Task instructions: Pick up the forum discussion below about chart patterns in trading and continue it past its final sentence.

===== Text to read

I do not pay attention much to chart patterns. I know chart patterns are illusions. just like when you look at clouds, if you want something meaningful from the cloud, you can easily find out something like a car, a person,sheep, ...you name it. I called it make sense from non-sense. there is no science here. I wrote a small simulation program,randomly generate charts. I found amazingly those charts seems real!

bascially if you are an ebay aution user, you know how the market works. stock/future/option are AUTIONED.

my edge is I strickly follow BUY LOW and SELL HIGH law. I enjoy trading.
 
I know chart patterns are illusions. just like when you look at clouds, if you want something meaningful from the cloud, you can easily find out something like a car, a person,sheep, ...you name it. I called it make sense from non-sense. there is no science here.

They're only illusions in your mind. The clouds (patterns) themselves are real. They are amazingly useful for predicting the weather that will follow if you pay attention to the clouds and not the shapes you believe they look like.
 
I trade pull backs to moving averages. I make money on most of them. A good product to trade these on are the eminis.

==========
===== Data

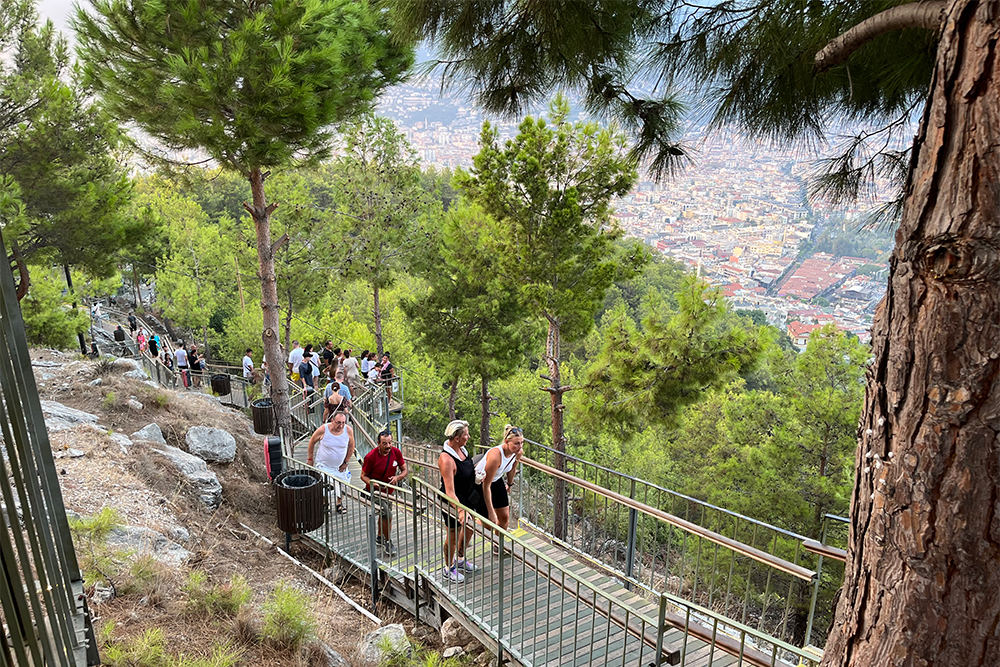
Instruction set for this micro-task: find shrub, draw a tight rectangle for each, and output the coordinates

==========

Reply to the exercise:
You should be able to make around $2k a week doing this, assuming you have around a $20k account.

NB: don't trade break outs. That is a loosing strategy. Trade 1 minute charts and use a 20 period moving average. Don't use candlesticks, since they lie. Use line chart to smooth out the noise.
 
cloud is cloud. you should never think cloud as something else.
chart is chart. I give a joke here. there is a gamber, who throws coin. head up,draw a green bar. head down, draw a red bar. he is a professional gambler. magically he draws a nice up trend chart. then presents this chart to a chartist. the chartists' eyes light up, he insists on knowing what the stock/future/option sybboml is, and he wants to buy. the gambler told him: the charts is drawed using a coin flipping way. the chartist is mad!

Chart itself does not add more information. In our programming word, it is a representation of data. that is why I called illussions. scientifically, in order to improve odd, you need add more information, the more raw information you have, the higher the odd. that is why house has edge, insider always wins.

x=y+z+i+j+k look at this formula, you have five variables, in order to predict X, you need know all those five variables. if you know just one, you predict the X with other four unkowns, may be way out of the exact X, with more being known, your prediction of X becomes more accurate!

chart is just like replace above formula with x=g+m+n+W+t. actually the same formula.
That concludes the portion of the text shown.